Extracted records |
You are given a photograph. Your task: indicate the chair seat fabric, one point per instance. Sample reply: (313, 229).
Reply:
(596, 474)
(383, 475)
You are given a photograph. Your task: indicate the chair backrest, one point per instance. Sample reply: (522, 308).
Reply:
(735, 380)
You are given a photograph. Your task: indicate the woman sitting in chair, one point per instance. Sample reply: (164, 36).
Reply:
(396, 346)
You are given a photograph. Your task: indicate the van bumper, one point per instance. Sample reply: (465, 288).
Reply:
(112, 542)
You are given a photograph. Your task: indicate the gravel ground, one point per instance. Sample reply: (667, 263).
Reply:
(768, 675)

Set task | Can you write out all five records above again, word for word?

Solution |
You are given a photograph. Your task: indicate the chair seat fabric, one point per instance. Sample reply: (313, 229).
Reply:
(596, 474)
(383, 475)
You are given a photograph. Your task: indicate the chair backrest, one point per instance. Sample reply: (522, 308).
Reply:
(735, 380)
You are given a photograph. Your task: indicate the woman sitting in chair, one point per instance. Sample reply: (164, 36).
Reply:
(396, 346)
You are given a photograph. Your task: indicate the van bumper, one point per instance. Sample reply: (465, 288).
Reply:
(112, 542)
You are given a photograph. Your task: indicate the gravel ground, one point per instance. Sample reply: (667, 263).
Reply:
(768, 675)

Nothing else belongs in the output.